5. Un récit de témoignage
Le récit Géographie des origines s’inscrit dans la littérature de témoignage sans pour autant qu’il se présente comme tel expressis verbis. Dès les premières lignes, une narratrice écrivant à la première personne du singulier annonce sa visite sur la tombe de sa famille dans le carré juif d’un cimetière français : « Demain, j’irai au cimetière déposer trois cailloux pour les miens ensevelis sous la terre de l’Ile-de-France, trois cailloux sur une pierre exposée nuit et jour à l’immensité céleste. Pour moi, la terre de la mort ne peut être celle de la naissance». Le récit se termine par la visite du cimetière effectuée en reprenant – mis à part « pour moi » - textuellement les premières phrases du récit : « Hier, je suis allée au cimetière déposer trois cailloux pour les miens ensevelis sous la terre de l’Ile-de-France, trois cailloux sur une pierre exposée nuit et jour à l’immensité céleste. La terre de la mort n’est pas celle de la naissance.»
+ + +
Votre objectif: D'après le texte sur le récit Géographie des origines, qu'annonce la narratrice dès les premières lignes ?

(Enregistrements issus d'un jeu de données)
+ + +
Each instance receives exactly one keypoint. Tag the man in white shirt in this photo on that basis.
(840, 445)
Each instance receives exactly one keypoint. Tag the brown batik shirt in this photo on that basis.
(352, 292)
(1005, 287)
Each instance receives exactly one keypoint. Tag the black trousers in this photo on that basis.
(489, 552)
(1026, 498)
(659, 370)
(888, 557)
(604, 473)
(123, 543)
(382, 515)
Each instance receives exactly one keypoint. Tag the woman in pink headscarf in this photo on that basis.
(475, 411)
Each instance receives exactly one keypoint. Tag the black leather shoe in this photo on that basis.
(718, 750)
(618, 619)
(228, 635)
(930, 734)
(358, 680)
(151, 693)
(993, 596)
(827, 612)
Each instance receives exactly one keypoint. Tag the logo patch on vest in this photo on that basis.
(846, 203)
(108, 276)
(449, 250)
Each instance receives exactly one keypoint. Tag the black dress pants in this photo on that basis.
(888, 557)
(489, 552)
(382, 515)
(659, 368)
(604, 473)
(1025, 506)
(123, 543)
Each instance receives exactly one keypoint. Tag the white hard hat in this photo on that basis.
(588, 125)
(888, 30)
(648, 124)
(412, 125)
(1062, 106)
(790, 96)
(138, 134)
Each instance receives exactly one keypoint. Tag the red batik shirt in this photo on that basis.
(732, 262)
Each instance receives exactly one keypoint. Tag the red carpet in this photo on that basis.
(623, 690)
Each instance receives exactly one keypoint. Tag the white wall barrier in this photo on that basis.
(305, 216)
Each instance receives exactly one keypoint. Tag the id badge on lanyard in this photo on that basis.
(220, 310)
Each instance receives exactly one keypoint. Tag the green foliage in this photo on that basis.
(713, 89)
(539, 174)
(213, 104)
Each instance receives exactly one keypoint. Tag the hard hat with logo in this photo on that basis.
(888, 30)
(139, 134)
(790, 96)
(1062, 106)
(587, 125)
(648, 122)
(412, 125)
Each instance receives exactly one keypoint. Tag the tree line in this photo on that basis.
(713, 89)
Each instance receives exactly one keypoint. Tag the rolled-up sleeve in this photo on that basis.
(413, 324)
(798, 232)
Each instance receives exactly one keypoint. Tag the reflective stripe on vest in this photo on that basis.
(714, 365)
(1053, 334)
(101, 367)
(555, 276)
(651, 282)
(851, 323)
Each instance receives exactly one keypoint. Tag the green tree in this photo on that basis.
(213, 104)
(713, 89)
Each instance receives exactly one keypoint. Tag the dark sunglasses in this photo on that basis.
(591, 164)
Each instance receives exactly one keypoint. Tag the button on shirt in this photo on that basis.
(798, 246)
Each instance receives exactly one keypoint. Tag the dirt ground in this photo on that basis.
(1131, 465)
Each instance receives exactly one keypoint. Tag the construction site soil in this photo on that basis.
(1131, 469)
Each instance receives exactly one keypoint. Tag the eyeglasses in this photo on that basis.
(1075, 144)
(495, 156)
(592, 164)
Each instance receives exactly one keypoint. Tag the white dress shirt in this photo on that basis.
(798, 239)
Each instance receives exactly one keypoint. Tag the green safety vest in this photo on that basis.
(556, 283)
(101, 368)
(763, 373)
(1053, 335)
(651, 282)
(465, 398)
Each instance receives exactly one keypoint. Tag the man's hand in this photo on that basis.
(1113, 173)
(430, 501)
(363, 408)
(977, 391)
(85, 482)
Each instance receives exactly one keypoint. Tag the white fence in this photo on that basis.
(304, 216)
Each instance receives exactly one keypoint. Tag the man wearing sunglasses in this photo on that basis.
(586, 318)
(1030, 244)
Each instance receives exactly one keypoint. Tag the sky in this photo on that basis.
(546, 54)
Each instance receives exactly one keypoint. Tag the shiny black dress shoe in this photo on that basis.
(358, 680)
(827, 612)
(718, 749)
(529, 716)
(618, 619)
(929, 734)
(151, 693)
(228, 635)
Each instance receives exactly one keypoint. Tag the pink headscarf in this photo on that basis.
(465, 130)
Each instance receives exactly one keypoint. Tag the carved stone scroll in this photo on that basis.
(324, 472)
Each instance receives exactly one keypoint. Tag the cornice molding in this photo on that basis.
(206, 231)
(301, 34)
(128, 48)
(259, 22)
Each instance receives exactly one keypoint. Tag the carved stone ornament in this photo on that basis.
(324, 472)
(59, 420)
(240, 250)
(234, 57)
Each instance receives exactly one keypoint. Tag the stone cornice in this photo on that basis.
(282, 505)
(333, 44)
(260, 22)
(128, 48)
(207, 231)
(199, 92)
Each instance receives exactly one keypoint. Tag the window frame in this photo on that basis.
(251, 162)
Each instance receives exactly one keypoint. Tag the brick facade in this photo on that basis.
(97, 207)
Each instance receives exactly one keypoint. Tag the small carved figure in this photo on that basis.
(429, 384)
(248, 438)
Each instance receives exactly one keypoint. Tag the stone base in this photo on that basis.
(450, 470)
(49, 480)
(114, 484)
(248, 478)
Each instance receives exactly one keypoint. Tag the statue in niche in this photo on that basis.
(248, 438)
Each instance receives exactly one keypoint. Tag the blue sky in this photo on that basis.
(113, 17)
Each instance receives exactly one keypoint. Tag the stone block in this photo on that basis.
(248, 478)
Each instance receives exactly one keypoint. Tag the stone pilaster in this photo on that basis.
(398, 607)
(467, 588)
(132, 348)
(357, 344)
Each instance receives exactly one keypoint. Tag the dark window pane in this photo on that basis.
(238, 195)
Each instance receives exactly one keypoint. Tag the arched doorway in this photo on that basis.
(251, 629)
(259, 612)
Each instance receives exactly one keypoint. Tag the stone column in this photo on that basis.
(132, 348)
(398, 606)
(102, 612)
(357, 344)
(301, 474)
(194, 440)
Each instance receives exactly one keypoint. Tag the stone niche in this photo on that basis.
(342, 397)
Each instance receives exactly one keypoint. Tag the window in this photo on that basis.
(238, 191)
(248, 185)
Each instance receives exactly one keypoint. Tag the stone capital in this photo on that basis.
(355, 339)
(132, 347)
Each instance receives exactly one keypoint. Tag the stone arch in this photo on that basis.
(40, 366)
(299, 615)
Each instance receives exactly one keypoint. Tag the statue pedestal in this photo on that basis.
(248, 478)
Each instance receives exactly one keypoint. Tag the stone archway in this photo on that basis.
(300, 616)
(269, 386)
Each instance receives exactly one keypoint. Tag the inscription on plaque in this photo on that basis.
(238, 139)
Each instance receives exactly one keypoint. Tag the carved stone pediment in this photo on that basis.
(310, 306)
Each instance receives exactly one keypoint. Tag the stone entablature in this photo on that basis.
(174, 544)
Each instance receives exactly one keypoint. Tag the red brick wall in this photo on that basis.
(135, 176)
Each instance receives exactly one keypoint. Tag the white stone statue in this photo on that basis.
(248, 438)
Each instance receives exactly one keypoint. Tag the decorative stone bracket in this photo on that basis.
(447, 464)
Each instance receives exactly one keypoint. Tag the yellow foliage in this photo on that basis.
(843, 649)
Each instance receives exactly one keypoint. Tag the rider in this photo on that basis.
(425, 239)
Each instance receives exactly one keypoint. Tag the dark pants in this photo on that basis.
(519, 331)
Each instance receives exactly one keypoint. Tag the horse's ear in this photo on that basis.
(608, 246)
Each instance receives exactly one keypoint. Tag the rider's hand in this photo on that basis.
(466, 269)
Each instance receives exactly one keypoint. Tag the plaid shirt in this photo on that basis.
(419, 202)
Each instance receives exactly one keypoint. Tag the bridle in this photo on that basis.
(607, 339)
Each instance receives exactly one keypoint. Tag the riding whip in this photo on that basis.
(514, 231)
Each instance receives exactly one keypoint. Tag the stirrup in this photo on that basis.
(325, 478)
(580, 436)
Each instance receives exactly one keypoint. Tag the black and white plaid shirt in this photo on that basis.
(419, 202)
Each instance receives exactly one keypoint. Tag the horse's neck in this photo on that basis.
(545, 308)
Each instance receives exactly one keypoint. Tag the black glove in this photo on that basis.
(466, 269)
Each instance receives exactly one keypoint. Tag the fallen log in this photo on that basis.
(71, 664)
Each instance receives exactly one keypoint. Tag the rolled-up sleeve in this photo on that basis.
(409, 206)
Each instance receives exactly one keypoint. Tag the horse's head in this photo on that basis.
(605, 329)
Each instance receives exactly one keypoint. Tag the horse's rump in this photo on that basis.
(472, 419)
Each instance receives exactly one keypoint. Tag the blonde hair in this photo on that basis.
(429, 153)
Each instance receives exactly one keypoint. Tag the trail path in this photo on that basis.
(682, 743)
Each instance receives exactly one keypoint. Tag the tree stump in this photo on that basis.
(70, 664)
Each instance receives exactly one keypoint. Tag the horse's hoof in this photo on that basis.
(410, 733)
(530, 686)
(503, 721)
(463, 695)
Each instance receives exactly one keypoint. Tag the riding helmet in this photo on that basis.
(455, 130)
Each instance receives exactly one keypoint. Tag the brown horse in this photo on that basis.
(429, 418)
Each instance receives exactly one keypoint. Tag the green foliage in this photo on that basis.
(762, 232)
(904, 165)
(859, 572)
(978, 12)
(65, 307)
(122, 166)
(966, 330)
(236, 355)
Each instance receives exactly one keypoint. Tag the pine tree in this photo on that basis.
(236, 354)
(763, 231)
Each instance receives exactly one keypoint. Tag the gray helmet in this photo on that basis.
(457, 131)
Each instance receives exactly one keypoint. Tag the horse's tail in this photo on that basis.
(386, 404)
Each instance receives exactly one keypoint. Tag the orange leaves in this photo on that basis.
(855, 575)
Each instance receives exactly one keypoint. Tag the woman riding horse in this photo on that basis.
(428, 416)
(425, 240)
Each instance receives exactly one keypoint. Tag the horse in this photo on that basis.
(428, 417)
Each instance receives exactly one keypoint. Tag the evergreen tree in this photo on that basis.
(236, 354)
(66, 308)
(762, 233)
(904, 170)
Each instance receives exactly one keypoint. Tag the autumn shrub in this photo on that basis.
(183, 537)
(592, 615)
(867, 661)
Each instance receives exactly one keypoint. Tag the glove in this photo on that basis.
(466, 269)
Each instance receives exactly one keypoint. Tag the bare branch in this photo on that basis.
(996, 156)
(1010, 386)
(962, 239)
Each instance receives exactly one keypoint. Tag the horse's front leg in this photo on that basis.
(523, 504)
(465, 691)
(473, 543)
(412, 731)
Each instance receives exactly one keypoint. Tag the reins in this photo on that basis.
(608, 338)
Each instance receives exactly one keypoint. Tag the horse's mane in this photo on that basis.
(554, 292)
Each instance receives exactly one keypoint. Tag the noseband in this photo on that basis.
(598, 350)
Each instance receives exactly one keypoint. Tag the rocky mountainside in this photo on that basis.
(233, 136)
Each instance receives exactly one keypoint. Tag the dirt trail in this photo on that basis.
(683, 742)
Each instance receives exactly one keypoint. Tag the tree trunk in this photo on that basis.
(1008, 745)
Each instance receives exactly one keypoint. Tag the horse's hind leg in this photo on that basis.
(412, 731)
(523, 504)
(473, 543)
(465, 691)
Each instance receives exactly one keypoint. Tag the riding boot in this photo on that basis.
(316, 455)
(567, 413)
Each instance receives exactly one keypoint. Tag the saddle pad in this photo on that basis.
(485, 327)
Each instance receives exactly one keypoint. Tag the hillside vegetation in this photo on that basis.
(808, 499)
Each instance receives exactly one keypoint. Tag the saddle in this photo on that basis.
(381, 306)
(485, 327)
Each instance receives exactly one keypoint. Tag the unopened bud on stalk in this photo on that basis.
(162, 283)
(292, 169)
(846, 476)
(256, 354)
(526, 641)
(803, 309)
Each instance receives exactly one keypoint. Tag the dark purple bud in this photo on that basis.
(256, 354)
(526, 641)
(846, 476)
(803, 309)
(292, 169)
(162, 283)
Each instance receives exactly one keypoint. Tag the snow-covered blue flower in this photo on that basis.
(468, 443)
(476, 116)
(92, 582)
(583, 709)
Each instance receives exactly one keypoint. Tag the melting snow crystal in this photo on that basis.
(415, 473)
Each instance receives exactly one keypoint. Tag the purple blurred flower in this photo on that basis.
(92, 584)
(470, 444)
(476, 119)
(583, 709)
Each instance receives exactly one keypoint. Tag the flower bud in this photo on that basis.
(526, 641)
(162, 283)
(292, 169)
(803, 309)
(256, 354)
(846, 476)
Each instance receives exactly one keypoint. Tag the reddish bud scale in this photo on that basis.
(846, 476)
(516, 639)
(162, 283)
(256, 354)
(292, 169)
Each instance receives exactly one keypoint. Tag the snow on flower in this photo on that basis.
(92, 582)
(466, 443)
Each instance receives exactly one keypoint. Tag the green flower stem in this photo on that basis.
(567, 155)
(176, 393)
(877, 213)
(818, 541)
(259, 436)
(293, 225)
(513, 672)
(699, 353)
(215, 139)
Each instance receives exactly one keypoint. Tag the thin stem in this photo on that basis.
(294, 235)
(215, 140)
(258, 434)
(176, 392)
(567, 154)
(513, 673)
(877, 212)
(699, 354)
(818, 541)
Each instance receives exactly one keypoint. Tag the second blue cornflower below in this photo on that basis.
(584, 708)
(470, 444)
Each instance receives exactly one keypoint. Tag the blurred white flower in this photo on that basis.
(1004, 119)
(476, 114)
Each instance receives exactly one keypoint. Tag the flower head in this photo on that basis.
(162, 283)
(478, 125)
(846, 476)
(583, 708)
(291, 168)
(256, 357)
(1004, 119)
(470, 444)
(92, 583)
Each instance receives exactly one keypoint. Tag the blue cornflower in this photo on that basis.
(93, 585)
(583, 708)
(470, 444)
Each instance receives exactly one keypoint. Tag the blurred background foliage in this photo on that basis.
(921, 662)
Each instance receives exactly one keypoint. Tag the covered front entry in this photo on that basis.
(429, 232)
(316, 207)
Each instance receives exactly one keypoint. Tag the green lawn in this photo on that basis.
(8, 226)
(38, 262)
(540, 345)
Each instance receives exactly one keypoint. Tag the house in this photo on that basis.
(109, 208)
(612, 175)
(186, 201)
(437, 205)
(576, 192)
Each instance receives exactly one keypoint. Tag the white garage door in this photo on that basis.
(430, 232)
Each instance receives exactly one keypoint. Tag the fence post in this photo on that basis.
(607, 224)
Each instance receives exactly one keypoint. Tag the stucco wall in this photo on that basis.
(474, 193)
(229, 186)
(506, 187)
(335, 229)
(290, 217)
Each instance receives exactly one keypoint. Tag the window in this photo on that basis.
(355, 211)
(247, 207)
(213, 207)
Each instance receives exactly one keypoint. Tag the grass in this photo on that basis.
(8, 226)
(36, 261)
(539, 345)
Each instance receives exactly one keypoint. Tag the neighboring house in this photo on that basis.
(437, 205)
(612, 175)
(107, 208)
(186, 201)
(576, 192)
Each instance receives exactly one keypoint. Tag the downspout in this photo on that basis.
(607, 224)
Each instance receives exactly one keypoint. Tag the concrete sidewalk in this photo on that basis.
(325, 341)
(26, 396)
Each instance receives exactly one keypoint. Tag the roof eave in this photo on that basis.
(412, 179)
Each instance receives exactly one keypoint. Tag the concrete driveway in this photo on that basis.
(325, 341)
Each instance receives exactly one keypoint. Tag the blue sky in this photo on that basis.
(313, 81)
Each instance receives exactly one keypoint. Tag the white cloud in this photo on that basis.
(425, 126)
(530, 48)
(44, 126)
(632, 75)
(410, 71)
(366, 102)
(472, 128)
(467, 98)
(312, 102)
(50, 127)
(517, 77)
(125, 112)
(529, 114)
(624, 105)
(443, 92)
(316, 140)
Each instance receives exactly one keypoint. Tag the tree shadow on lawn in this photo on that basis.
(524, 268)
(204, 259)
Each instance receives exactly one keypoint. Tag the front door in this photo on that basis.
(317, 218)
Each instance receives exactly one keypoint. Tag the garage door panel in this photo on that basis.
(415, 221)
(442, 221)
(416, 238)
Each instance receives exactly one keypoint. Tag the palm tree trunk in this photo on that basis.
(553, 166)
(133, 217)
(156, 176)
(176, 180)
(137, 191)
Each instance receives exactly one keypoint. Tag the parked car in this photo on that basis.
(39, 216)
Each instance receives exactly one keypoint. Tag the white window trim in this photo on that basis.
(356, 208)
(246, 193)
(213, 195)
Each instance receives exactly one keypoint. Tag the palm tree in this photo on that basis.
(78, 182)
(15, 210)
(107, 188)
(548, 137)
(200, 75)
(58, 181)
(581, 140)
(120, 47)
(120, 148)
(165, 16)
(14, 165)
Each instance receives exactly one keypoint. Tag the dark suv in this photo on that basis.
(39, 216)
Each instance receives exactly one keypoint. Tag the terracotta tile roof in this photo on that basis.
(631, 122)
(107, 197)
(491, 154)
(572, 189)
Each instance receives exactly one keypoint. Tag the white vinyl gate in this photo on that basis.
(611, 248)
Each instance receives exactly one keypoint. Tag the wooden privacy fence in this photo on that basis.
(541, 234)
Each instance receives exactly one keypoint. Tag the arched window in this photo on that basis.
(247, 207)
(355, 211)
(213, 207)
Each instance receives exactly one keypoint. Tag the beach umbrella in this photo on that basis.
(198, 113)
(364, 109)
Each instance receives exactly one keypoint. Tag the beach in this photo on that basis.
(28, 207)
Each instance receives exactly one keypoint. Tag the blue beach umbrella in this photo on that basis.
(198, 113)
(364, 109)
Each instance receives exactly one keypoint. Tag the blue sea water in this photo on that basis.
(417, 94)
+ + +
Réponse complète: Elle annonce sa visite sur la tombe de sa famille, dans le carré juif d'un cimetière français.